* What you are asked to do *
Write out every entry exactly as given, but omit the pictures.

══════════

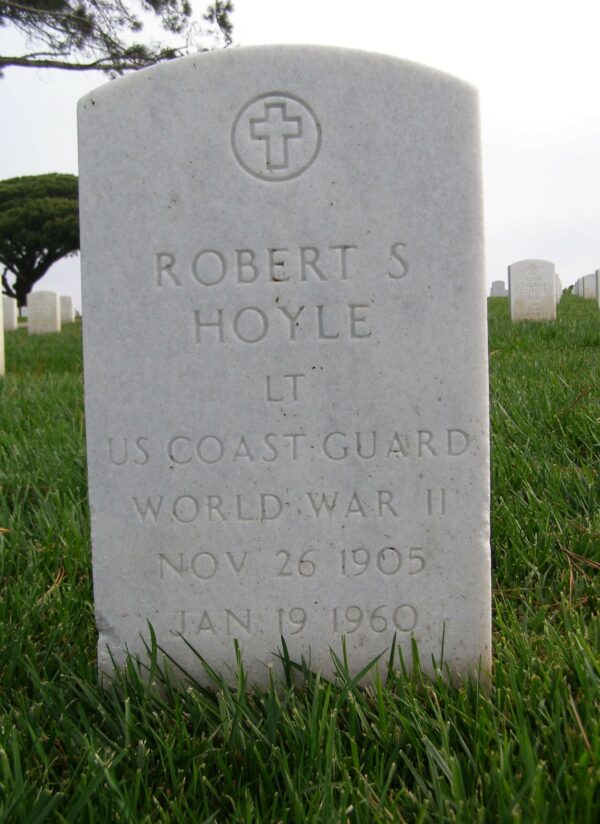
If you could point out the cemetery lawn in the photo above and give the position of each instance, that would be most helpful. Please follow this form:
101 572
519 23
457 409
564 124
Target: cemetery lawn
410 751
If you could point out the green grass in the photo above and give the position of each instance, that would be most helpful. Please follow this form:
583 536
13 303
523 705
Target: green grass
412 750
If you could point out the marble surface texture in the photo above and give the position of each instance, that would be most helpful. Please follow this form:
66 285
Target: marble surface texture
532 288
43 313
285 360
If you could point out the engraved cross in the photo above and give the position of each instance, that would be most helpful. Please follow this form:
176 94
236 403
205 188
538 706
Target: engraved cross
276 128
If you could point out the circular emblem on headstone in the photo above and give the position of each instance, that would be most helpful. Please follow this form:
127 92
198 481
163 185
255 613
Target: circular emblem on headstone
276 136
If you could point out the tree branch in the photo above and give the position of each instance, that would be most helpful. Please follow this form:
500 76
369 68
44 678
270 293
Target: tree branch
103 64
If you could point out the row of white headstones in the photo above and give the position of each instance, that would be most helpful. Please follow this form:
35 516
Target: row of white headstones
588 287
46 312
535 289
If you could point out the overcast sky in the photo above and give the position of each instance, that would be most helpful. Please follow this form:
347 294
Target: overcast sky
536 65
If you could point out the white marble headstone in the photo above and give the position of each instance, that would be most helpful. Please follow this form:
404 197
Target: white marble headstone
67 314
532 287
285 360
44 313
588 284
9 306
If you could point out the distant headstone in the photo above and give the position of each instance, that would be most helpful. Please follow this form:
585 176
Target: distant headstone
44 313
588 287
558 288
286 378
532 288
11 315
67 315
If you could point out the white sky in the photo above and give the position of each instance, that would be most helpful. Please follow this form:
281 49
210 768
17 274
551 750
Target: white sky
537 67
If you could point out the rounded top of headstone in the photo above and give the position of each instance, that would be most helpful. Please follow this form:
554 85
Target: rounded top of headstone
268 55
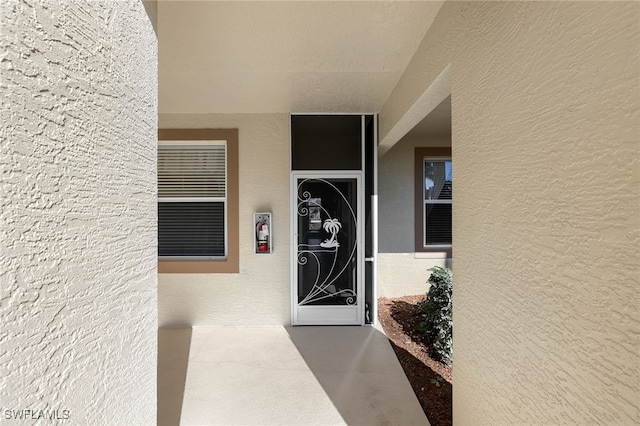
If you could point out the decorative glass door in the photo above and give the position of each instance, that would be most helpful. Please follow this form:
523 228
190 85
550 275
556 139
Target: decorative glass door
327 249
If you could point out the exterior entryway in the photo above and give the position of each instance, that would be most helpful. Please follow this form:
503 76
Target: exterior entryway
333 214
328 249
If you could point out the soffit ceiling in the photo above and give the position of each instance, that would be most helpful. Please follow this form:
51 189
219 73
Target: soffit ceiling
283 56
437 123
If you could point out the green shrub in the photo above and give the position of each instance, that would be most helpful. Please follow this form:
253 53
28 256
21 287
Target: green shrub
437 310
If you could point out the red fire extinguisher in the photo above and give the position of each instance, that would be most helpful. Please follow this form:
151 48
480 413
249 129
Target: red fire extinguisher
263 237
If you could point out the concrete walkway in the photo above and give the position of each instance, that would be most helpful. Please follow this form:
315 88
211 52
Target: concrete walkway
282 376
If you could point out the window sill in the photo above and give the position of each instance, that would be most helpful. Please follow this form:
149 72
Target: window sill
436 254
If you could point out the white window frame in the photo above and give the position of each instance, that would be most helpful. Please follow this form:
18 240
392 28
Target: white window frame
224 199
425 202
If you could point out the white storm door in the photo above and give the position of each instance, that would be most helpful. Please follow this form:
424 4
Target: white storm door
327 249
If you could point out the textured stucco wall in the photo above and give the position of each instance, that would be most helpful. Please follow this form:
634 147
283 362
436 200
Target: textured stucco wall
78 212
400 271
546 113
260 293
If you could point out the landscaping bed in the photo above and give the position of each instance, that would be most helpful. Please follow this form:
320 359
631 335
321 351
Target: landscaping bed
430 379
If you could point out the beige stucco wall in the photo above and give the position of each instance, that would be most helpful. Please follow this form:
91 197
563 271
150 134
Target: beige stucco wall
260 293
78 212
546 114
400 271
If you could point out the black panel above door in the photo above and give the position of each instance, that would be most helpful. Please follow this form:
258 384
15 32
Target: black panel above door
326 142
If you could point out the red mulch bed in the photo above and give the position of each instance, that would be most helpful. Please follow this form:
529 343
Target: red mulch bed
400 318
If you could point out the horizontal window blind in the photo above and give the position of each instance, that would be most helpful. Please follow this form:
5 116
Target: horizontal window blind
192 191
191 229
438 224
438 195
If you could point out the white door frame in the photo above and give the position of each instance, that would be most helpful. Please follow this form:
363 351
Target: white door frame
331 314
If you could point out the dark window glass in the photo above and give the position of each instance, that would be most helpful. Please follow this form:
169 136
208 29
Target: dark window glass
326 142
194 229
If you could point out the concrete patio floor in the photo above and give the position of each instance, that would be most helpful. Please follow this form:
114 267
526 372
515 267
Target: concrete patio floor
282 376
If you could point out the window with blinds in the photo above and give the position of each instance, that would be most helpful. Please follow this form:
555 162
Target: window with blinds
438 187
192 199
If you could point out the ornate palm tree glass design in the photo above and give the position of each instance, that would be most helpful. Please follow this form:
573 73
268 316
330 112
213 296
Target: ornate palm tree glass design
326 255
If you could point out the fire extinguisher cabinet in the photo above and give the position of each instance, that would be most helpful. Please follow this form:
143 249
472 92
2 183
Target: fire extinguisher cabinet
263 233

══════════

* Full answer *
If you could point out the cemetery lawn in the photo above and give the position of each instance, that would be most helpful. Please follow this form:
101 572
519 23
457 409
564 124
Target: cemetery lawn
410 751
If you could point out the green grass in the photo above and give the position of each instance, that would be most helpful. Please follow this form:
583 536
13 303
523 705
Target: green grass
412 750
If you could point out the marble surface texture in the photo above and give the position of each instance, that would be most helpful. Please follow this form:
66 285
Target: marble surface texture
532 288
43 313
285 360
If you could point out the engraved cross in the photo above and give the position of each instance, that would be most helpful. Please follow this form:
176 94
236 403
205 188
538 706
Target: engraved cross
276 128
If you could point out the circular emblem on headstone in the photo above and give the position of each instance, that would be most helpful. Please follow this form:
127 92
198 481
163 185
255 613
Target: circular emblem on headstone
276 136
If you could point out the tree branch in the photo above and give the position of each instance, that would be most helpful. Please follow this form:
500 76
369 68
44 678
270 293
Target: tree branch
103 64
If you could point out the row of white headstones in the photo above and give the position of each instance, that would be most helpful. Please follow this form:
35 516
Target: row of white headstones
588 287
46 312
535 289
If you could point out the overcast sky in the photo above and give the position of each instance, that would be most helpful. Please follow this form:
347 294
Target: overcast sky
536 65
If you could point out the white marble headstone in the photo above and give the position of each instance, that would be most helpful. Please follow this form:
404 197
Target: white marble headstone
67 314
532 287
285 360
44 313
588 284
9 306
If you could point out the distant headstone in the photo above and give the position of each instance, that would be most helpful. Please follow this form:
585 176
Target: distant headstone
44 313
588 287
558 288
286 378
532 288
11 315
67 315
If you could point out the white sky in the photo above and give the position of each instance, that would be most helpful. Please follow this form:
281 49
210 768
17 274
551 750
Target: white sky
537 67
If you could point out the rounded top of headstone in the photo above and give the position of each instance, that would be most helpful. Please follow this form:
554 85
Target: rounded top of headstone
268 55
If you could point out the decorative glass door in the photo above and give the position of each instance, that would be most helpful. Please follow this form:
523 228
190 85
550 275
556 139
Target: decorative glass door
327 249
If you could point out the exterior entryway in the photo above and give the position of each instance, that would be most helpful. Please follow this form:
503 76
Target: exterior entryway
333 214
328 249
If you could point out the soffit ceiling in the photo above and give the position of each instance, that would be most helpful. Please follow this form:
51 189
219 73
Target: soffit ceiling
283 56
437 123
If you could point out the green shrub in the photo above and give the position of each instance, that would be most helpful. Please follow this form:
253 53
28 256
21 287
Target: green shrub
437 310
If you could point out the red fire extinguisher in the photo above and give the position of each instance, that would be most helpful. Please follow this form:
151 48
480 413
249 129
Target: red fire extinguisher
263 237
If you could point out the concrete walkway in the photo above and give the position of each instance, that would be most helpful. Please follow this form:
315 88
211 52
Target: concrete walkway
282 376
If you could point out the window sill in the photo above and give the position of each instance, that would be most helpful. Please follow this form:
149 72
Target: window sill
436 254
If you could point out the white window frame in the photo above and give the position of each instance, that would be most helpful. Please follow this form:
18 240
392 28
Target: white window frame
224 199
425 202
If you could point out the white storm door in the photo above and give the position of each instance, that would be most helpful. Please follow this form:
424 4
Target: white storm door
327 249
If you could point out the textured stucco wall in the photo above and give the position of each instance, that would be most helpful. Please follow this form:
634 147
283 362
436 200
Target: textured stucco wall
78 212
400 271
546 113
260 293
If you could point out the landscaping bed in the photo above and give the position of each instance, that would be most helpful. Please follow this form:
320 359
631 335
321 351
Target: landscaping bed
430 379
If you could point out the beige stucco wall in the photo above and give the position of each instance, that would be most helpful. Please follow this form:
91 197
563 271
150 134
Target: beige stucco wall
260 293
78 212
546 114
400 271
If you could point out the black panel above door in the photo above and give the position of each instance, that would be most helpful. Please follow this form:
258 384
15 32
Target: black panel above door
326 142
If you could point out the red mulch bed in the photo above and give the position of each instance, that would be most helpful. Please follow this form:
529 343
Target: red mulch bed
400 318
If you could point out the horizontal window blind in the photo above and give the position of each instance, that would be most helpful. Please follow this form:
5 116
Target: horizontal window blind
192 191
191 229
438 224
438 195
If you could point out the white door frame in the photo above and give the position of each instance, that would be most helpful. Please follow this form:
363 351
Target: white door frame
331 314
If you could point out the dark window glass in the photo above and give the position of each instance, that would be most helpful. Please follow this form:
169 136
208 29
Target: dark window glass
326 142
194 229
If you could point out the concrete patio floor in the photo above and give the position of each instance, that would be most helpful. Please follow this form:
114 267
526 372
515 267
Target: concrete patio floor
282 376
If you could point out the window with blinds in the photo above and give the position of each instance, that would be most helpful. Please follow this form:
555 162
Target: window with blinds
438 187
192 199
If you could point out the ornate palm tree glass design in the photo above and give the position of each instance, that would be most helpful. Please follow this form:
573 73
268 316
330 112
213 296
Target: ornate palm tree glass design
326 255
If you could point out the fire extinguisher cabinet in the photo above and give the position of each instance, that would be most helpful. Please follow this form:
143 249
472 92
2 183
Target: fire extinguisher cabinet
263 233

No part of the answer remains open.